Start of Information given

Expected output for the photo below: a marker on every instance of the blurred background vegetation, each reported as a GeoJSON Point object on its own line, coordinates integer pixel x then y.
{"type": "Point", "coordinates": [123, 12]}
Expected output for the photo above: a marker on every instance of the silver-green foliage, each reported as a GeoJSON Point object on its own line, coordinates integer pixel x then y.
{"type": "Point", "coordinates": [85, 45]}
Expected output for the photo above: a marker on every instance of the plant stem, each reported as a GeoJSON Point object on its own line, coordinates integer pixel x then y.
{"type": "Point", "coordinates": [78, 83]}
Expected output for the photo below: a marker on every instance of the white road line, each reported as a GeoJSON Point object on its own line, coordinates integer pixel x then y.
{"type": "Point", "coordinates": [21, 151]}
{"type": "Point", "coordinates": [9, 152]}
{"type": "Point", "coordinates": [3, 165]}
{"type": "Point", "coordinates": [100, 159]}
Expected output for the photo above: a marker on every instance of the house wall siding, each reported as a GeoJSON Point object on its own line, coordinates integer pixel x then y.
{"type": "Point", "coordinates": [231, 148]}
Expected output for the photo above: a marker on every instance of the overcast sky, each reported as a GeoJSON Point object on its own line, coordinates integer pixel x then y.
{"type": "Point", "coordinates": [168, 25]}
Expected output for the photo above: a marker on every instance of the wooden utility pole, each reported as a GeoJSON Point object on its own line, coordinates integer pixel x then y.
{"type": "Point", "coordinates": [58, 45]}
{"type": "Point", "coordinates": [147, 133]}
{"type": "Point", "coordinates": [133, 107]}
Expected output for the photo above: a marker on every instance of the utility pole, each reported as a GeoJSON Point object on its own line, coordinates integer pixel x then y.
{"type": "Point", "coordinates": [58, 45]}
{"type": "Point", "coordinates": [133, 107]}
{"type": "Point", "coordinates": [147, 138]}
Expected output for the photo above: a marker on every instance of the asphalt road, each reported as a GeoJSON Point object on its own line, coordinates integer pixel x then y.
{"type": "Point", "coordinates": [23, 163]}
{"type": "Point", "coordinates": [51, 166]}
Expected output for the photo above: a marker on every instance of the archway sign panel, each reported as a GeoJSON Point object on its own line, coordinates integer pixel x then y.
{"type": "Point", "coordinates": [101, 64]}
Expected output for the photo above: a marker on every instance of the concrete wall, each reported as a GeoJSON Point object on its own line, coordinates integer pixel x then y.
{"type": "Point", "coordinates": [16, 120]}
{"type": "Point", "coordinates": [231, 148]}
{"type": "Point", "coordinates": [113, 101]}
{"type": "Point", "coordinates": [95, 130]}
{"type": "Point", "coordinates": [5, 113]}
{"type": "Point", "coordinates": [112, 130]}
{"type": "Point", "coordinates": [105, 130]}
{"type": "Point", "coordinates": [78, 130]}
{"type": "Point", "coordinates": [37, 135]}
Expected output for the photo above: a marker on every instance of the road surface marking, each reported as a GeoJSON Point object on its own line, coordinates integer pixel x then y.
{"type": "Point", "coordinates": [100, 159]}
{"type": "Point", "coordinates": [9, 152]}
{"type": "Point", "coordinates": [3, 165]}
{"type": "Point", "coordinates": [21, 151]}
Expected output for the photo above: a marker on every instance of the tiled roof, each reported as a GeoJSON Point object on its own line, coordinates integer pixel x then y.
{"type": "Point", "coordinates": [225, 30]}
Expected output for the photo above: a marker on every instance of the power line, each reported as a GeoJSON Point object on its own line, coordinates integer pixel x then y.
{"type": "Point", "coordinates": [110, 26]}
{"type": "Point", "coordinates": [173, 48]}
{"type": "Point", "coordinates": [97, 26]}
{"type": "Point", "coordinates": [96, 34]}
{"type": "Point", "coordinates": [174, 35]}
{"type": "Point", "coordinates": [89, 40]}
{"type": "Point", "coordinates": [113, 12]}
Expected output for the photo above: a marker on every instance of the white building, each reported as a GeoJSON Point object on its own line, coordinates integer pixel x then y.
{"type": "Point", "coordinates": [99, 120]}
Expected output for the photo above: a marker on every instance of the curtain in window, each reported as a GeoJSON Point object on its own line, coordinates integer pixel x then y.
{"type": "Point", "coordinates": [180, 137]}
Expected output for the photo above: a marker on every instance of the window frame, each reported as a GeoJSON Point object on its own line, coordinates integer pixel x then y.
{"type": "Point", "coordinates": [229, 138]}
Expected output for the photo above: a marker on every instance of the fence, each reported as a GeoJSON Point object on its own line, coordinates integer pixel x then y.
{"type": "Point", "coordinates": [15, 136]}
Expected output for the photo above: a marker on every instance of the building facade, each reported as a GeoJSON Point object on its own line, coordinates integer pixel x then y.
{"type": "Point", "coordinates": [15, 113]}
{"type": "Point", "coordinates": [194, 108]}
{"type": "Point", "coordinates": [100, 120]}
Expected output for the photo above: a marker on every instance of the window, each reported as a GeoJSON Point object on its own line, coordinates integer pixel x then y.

End of Information given

§ Your objective:
Word for word, set down each line of the material.

§ Output of the exercise:
Expected output for the photo below: a marker on every instance of the blurred background vegetation, each reported as a GeoJSON Point object on its own line, coordinates integer pixel x then y.
{"type": "Point", "coordinates": [123, 12]}
Expected output for the photo above: a marker on every instance of the silver-green foliage, each reported as a GeoJSON Point object on its own line, coordinates integer pixel x then y.
{"type": "Point", "coordinates": [85, 45]}
Expected output for the photo above: a marker on every instance of the plant stem, each reported as a GeoJSON Point object on its own line, coordinates integer pixel x then y.
{"type": "Point", "coordinates": [78, 83]}
Expected output for the photo below: a marker on every instance of the white road line, each reported as a GeoJSON Point object on its own line, coordinates integer pixel x then y.
{"type": "Point", "coordinates": [21, 151]}
{"type": "Point", "coordinates": [9, 152]}
{"type": "Point", "coordinates": [3, 165]}
{"type": "Point", "coordinates": [100, 159]}
Expected output for the photo above: a marker on every instance of the house wall siding, each reported as a GeoJSON Point object on its own line, coordinates integer pixel x then y.
{"type": "Point", "coordinates": [231, 148]}
Expected output for the photo above: a marker on every instance of the overcast sky, each reported as a GeoJSON Point object on its own line, coordinates integer pixel x then y.
{"type": "Point", "coordinates": [168, 25]}
Expected output for the photo above: a marker on every instance of the wooden utility pole, each reported as a GeoJSON Point object on its own line, coordinates integer pixel x then y.
{"type": "Point", "coordinates": [58, 45]}
{"type": "Point", "coordinates": [147, 133]}
{"type": "Point", "coordinates": [133, 107]}
Expected output for the photo above: a marker on every instance of the utility pole, each reported as a GeoJSON Point object on its own line, coordinates integer pixel x then y.
{"type": "Point", "coordinates": [58, 45]}
{"type": "Point", "coordinates": [133, 107]}
{"type": "Point", "coordinates": [147, 138]}
Expected output for the photo above: a marker on every instance of the asphalt road, each reported as a GeoJSON Point object on its own line, coordinates integer pixel x then y.
{"type": "Point", "coordinates": [23, 163]}
{"type": "Point", "coordinates": [51, 166]}
Expected output for the photo above: a marker on every instance of the archway sign panel, each reported as a GeoJSON Point object on its own line, coordinates integer pixel x then y.
{"type": "Point", "coordinates": [101, 64]}
Expected output for the photo above: a marker on every instance of the concrete wall, each reported as a GeoJSON Point object on its own line, coordinates integer pixel x then y.
{"type": "Point", "coordinates": [16, 120]}
{"type": "Point", "coordinates": [231, 148]}
{"type": "Point", "coordinates": [113, 101]}
{"type": "Point", "coordinates": [95, 130]}
{"type": "Point", "coordinates": [5, 113]}
{"type": "Point", "coordinates": [112, 130]}
{"type": "Point", "coordinates": [105, 130]}
{"type": "Point", "coordinates": [78, 130]}
{"type": "Point", "coordinates": [37, 135]}
Expected output for the photo above: a marker on every instance of the road surface marking, each reported as a GeoJSON Point object on its own line, coordinates integer pixel x then y.
{"type": "Point", "coordinates": [100, 159]}
{"type": "Point", "coordinates": [9, 152]}
{"type": "Point", "coordinates": [3, 165]}
{"type": "Point", "coordinates": [21, 151]}
Expected output for the photo above: a marker on every instance of the tiled roof, each reported as a GeoJSON Point object on its own line, coordinates integer pixel x then y.
{"type": "Point", "coordinates": [225, 30]}
Expected output for the photo above: a marker on every instance of the power line, each reported as a GeoJSON Point object on its own line, coordinates integer pixel x then y.
{"type": "Point", "coordinates": [110, 26]}
{"type": "Point", "coordinates": [173, 48]}
{"type": "Point", "coordinates": [97, 26]}
{"type": "Point", "coordinates": [96, 34]}
{"type": "Point", "coordinates": [174, 35]}
{"type": "Point", "coordinates": [89, 40]}
{"type": "Point", "coordinates": [113, 12]}
Expected output for the photo above: a marker on every instance of the white building, each reported as a GeoJSON Point object on its own line, coordinates integer pixel x then y.
{"type": "Point", "coordinates": [99, 120]}
Expected output for the photo above: a marker on every instance of the curtain in window, each reported as a GeoJSON Point object on its own line, coordinates integer pixel x then y.
{"type": "Point", "coordinates": [180, 137]}
Expected output for the photo above: a marker on every instance of the window frame, each reported as a GeoJSON Point object on its own line, coordinates integer pixel x then y.
{"type": "Point", "coordinates": [229, 138]}
Expected output for the photo above: a marker on every instance of the fence, each reported as a GeoJSON Point object on its own line, coordinates integer pixel x then y.
{"type": "Point", "coordinates": [15, 136]}
Expected output for the photo above: a marker on every instance of the building facade, each reported as a GeoJSON Point object on its own line, coordinates integer pixel x then y.
{"type": "Point", "coordinates": [15, 113]}
{"type": "Point", "coordinates": [194, 108]}
{"type": "Point", "coordinates": [100, 120]}
Expected output for the photo above: a marker on every instance of the window, each reported as a GeoJSON Point object on its own line, coordinates integer pixel x then y.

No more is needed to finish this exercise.